* Task objective *
All lines holding the word "pixel" are to be copied from the records beneath.

* Data listing *

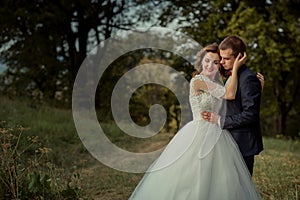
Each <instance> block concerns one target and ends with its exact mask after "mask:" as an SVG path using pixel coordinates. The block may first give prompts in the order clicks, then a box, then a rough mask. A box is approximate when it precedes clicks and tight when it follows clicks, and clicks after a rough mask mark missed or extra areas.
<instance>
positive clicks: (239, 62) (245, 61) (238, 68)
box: [232, 52, 247, 72]
mask: <svg viewBox="0 0 300 200" xmlns="http://www.w3.org/2000/svg"><path fill="white" fill-rule="evenodd" d="M246 60H247V54H246V52H244V55H243V56H242V54H241V53H239V54H238V56H237V57H236V59H235V61H234V64H233V69H232V70H233V71H234V70H235V71H236V72H237V71H238V70H239V68H240V67H241V66H242V65H244V64H245V63H246Z"/></svg>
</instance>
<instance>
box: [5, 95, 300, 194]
mask: <svg viewBox="0 0 300 200" xmlns="http://www.w3.org/2000/svg"><path fill="white" fill-rule="evenodd" d="M3 120H4V121H6V123H7V124H8V125H9V126H17V125H22V126H23V127H25V128H26V130H24V133H23V136H24V137H26V136H38V137H39V140H40V141H41V142H43V144H44V145H45V146H46V147H49V148H51V149H52V151H51V152H50V153H49V157H50V159H51V160H52V161H53V162H54V163H56V164H57V165H58V166H60V167H62V168H64V169H65V172H66V173H68V172H71V171H74V170H75V169H76V170H78V172H79V175H80V179H81V180H82V182H83V184H82V187H83V188H82V189H84V190H85V192H86V193H87V194H89V196H90V198H91V199H104V200H105V199H107V200H113V199H118V200H119V199H127V198H128V197H129V195H130V194H131V192H132V191H133V190H134V188H135V186H136V185H137V184H138V182H139V180H140V179H141V177H142V176H143V174H130V173H126V172H120V171H116V170H114V169H111V168H109V167H107V166H105V165H103V164H101V163H100V162H98V161H97V160H96V159H94V158H93V157H92V156H91V155H90V154H89V153H88V152H87V151H86V149H85V148H84V146H83V145H82V143H81V141H80V139H79V137H78V135H77V133H76V129H75V126H74V123H73V119H72V111H71V110H64V109H57V108H52V107H48V106H46V105H37V106H32V103H31V102H30V101H29V100H10V99H8V98H6V97H0V121H3ZM102 127H103V129H104V130H105V133H107V135H108V137H109V139H110V140H111V141H112V142H114V143H115V144H117V145H118V146H120V147H121V148H125V149H129V150H135V151H138V150H141V149H146V150H148V151H150V150H152V149H157V148H159V147H161V146H164V145H165V144H166V143H167V142H168V141H169V140H170V139H171V137H172V136H173V135H172V134H159V136H157V137H154V138H151V139H149V140H146V141H144V140H138V139H137V140H133V139H132V138H131V137H128V136H124V134H123V133H122V132H121V131H120V130H119V129H118V128H117V127H116V126H115V125H113V124H102ZM264 144H265V150H264V151H263V152H262V153H261V154H260V155H259V156H257V157H256V161H255V168H254V176H253V180H254V182H255V184H256V185H257V188H258V190H259V191H260V193H261V195H262V198H263V199H266V200H267V199H276V200H277V199H278V200H282V199H288V200H290V199H291V200H298V199H299V186H300V165H299V163H300V145H299V140H298V141H292V140H283V139H276V138H267V137H265V138H264Z"/></svg>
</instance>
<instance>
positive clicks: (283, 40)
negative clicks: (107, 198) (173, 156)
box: [0, 0, 300, 195]
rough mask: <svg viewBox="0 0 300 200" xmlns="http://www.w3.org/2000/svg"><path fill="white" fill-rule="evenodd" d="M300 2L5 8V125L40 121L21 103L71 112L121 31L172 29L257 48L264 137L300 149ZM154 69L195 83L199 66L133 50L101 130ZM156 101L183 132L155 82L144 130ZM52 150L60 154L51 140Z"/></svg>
mask: <svg viewBox="0 0 300 200" xmlns="http://www.w3.org/2000/svg"><path fill="white" fill-rule="evenodd" d="M299 4H300V2H299V1H297V0H292V1H288V0H274V1H271V0H266V1H250V0H246V1H235V0H231V1H230V0H228V1H225V0H216V1H201V0H197V1H194V0H185V1H179V0H178V1H177V0H175V1H169V0H163V1H160V0H145V1H140V0H127V1H125V0H117V1H114V0H104V1H97V0H91V1H88V0H85V1H84V0H75V1H72V0H61V1H59V0H53V1H45V0H33V1H26V0H25V1H24V0H23V1H9V0H4V1H3V5H2V6H1V8H0V24H1V30H0V61H1V68H0V72H1V75H0V92H1V105H2V106H3V110H2V115H1V118H0V120H3V121H6V122H5V123H6V124H9V125H8V126H9V127H11V126H16V125H18V124H21V125H23V126H25V127H32V126H34V125H33V124H34V123H37V121H36V120H35V121H32V122H30V123H29V122H28V123H27V122H24V121H22V120H20V121H18V120H16V119H19V116H14V115H11V113H12V112H15V113H18V112H17V111H12V110H15V109H14V108H12V107H10V106H8V105H10V102H14V101H17V102H19V101H20V102H23V103H25V104H24V105H25V106H26V107H29V108H30V109H32V111H30V110H29V111H28V110H26V111H27V112H32V113H35V112H36V111H37V110H43V109H45V108H44V106H47V108H50V109H53V110H55V109H59V110H66V111H67V112H68V111H70V110H71V107H72V89H73V84H74V81H75V78H76V75H77V72H78V70H79V68H80V66H81V64H82V62H83V61H84V59H85V58H86V56H87V55H88V54H89V52H90V51H91V50H92V49H93V48H95V47H96V46H97V45H99V44H100V43H101V42H102V41H104V40H106V39H109V38H110V37H112V36H113V35H114V34H117V33H119V32H120V31H135V30H139V29H141V28H143V29H148V28H150V27H165V28H169V29H173V30H176V31H180V32H182V33H184V34H186V35H188V36H189V37H191V38H193V39H194V40H195V41H197V42H198V43H200V44H201V45H202V46H205V45H207V44H210V43H214V42H216V43H219V42H220V41H222V39H223V38H224V37H226V36H227V35H231V34H236V35H239V36H241V37H242V38H244V39H245V41H246V43H247V45H248V47H247V48H248V52H247V54H248V60H247V65H248V66H249V67H250V68H251V69H252V70H253V71H254V72H261V73H262V74H263V75H264V76H265V87H264V90H263V95H262V102H261V127H262V133H263V135H264V137H271V138H283V139H285V140H288V141H289V140H292V141H295V140H296V141H297V140H298V138H299V133H300V125H299V120H300V116H299V113H300V112H299V110H300V95H298V93H299V87H300V83H299V75H300V71H299V70H300V68H299V66H298V65H299V64H300V63H299V59H298V58H299V56H300V11H299V9H297V8H298V6H299ZM124 37H125V38H126V36H124ZM153 62H155V63H161V64H165V65H168V66H170V67H172V68H174V69H176V70H177V71H179V72H181V73H182V74H184V76H185V77H186V79H187V80H190V78H191V73H192V72H193V66H192V63H188V62H187V61H186V60H184V59H182V58H180V57H179V56H178V55H175V54H172V53H170V52H166V51H164V50H158V49H151V48H149V49H139V50H137V51H134V52H129V53H127V54H125V55H123V56H121V57H120V58H118V59H117V60H115V61H114V62H113V63H112V64H111V65H110V67H109V68H108V69H107V70H106V71H105V73H104V75H103V76H102V77H101V79H100V81H99V85H98V88H97V92H96V96H95V99H96V101H95V102H96V105H95V106H96V110H97V115H98V120H99V122H100V123H103V124H114V121H113V116H112V113H111V109H110V105H111V101H110V98H107V97H108V96H109V97H110V96H111V92H112V90H113V88H114V86H115V84H116V82H117V81H118V80H119V79H120V77H122V75H123V74H124V73H126V72H127V71H128V70H130V69H132V68H133V67H135V66H137V65H140V64H145V63H153ZM165 75H166V74H165V73H161V76H165ZM137 78H139V77H138V75H137ZM140 78H142V76H141V77H140ZM186 96H187V97H188V90H186ZM154 103H160V104H161V105H163V106H164V107H165V109H166V111H167V123H166V125H165V127H164V131H165V132H169V133H173V134H174V133H175V132H176V131H177V130H178V128H179V124H180V115H181V112H180V106H179V104H178V101H177V100H176V96H174V94H172V92H170V91H169V90H168V89H167V88H165V87H162V86H159V85H155V84H152V85H151V84H150V85H145V86H143V87H141V88H139V89H138V90H137V91H136V92H135V93H134V95H133V96H132V98H131V100H130V105H129V106H130V111H131V112H130V114H131V117H132V119H133V120H134V121H135V122H136V123H137V124H139V125H146V124H148V123H149V116H148V111H149V108H150V107H151V105H153V104H154ZM12 105H14V106H16V105H15V104H14V103H12ZM5 107H6V108H11V109H12V110H5ZM20 110H22V109H20ZM19 115H20V114H19ZM11 118H14V120H11ZM26 123H27V124H26ZM49 123H50V120H49ZM47 126H56V124H48V125H47ZM67 126H72V125H70V124H69V125H67ZM3 127H6V125H5V126H4V125H3ZM6 128H7V127H6ZM36 131H37V132H43V131H42V130H39V129H36ZM72 131H73V133H72V134H76V131H75V130H72ZM118 131H119V130H118ZM29 132H30V131H29ZM31 134H32V135H34V134H37V133H36V132H34V133H31ZM53 134H55V133H53ZM40 137H42V136H40ZM48 137H50V136H48ZM3 141H4V139H3V138H2V140H1V143H3ZM48 142H49V144H50V146H51V141H48ZM52 142H54V141H52ZM15 145H19V143H17V144H15ZM47 145H48V144H47ZM52 146H55V145H53V144H52ZM52 148H53V147H52ZM82 151H83V150H82ZM2 152H4V151H2ZM13 152H14V151H13ZM3 155H4V154H3ZM3 155H2V156H3ZM53 159H54V158H53ZM58 163H59V162H58ZM60 164H62V163H60ZM32 177H33V176H32ZM32 177H31V179H30V180H31V181H32V180H33V179H32ZM8 179H9V178H8ZM15 182H16V180H15ZM31 183H32V182H31ZM298 184H299V182H297V184H296V185H298ZM8 190H9V189H8ZM31 192H32V191H31ZM5 193H6V194H7V192H5ZM11 193H13V192H10V194H11ZM19 195H20V194H19Z"/></svg>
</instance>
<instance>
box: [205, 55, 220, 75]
mask: <svg viewBox="0 0 300 200" xmlns="http://www.w3.org/2000/svg"><path fill="white" fill-rule="evenodd" d="M219 67H220V57H219V55H218V54H217V53H211V52H208V53H207V54H206V55H205V56H204V58H203V59H202V74H203V75H204V76H207V77H209V78H211V79H213V78H214V76H215V75H216V73H217V72H218V69H219Z"/></svg>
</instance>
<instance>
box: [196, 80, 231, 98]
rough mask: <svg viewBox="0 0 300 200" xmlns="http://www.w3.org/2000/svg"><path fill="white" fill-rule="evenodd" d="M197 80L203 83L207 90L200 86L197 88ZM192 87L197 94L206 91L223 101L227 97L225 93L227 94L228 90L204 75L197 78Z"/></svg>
mask: <svg viewBox="0 0 300 200" xmlns="http://www.w3.org/2000/svg"><path fill="white" fill-rule="evenodd" d="M197 80H199V81H201V82H202V83H203V84H204V85H205V86H206V89H203V88H201V86H198V87H199V88H197V86H196V85H197V84H196V81H197ZM191 85H192V87H193V91H194V92H195V93H197V91H198V92H201V91H206V92H208V93H210V94H211V95H212V96H214V97H216V98H218V99H221V98H222V97H223V96H224V95H225V92H226V89H225V87H224V86H223V85H221V84H218V83H215V82H213V81H211V80H210V79H209V78H207V77H206V76H203V75H197V76H195V77H194V78H193V79H192V81H191ZM198 85H201V84H198Z"/></svg>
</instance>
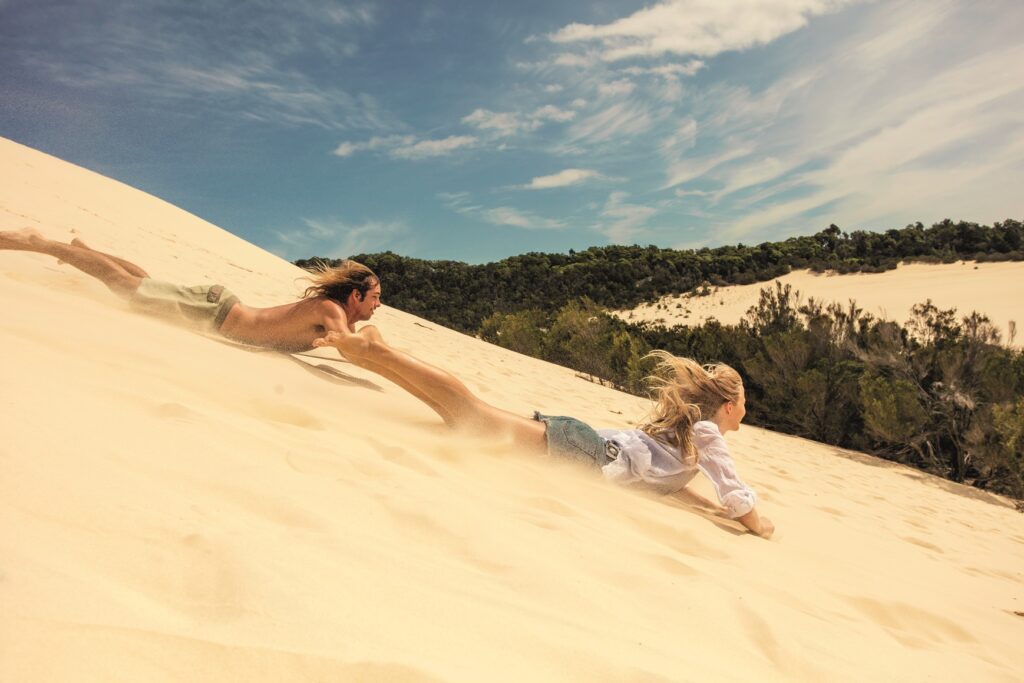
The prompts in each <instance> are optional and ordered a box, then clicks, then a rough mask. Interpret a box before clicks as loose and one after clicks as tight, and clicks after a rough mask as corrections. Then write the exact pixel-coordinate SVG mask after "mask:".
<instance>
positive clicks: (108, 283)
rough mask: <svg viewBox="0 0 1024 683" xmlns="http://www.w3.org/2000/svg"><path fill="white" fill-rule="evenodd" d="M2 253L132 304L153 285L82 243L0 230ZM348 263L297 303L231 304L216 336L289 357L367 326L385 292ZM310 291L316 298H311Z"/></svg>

* Output for this task *
Each <instance> block concerns one target and ends with its exact mask after "mask:" as an SVG path using pixel coordinates. The block may first give prompts in the order clicks, then a box, then a rough mask. A box is approximate when it precedes clicks and tight when it follows clicks, and clicks after a rough mask mark missed or extra areas.
The prompts in each <instance> are optional and ordered a box, then clicks, then a rough mask. Interpret a box before clicks as loose and one after clicks as tight, and clicks after a rough mask as corrections. Then write the exact pixel-coordinate SVG mask after "mask:".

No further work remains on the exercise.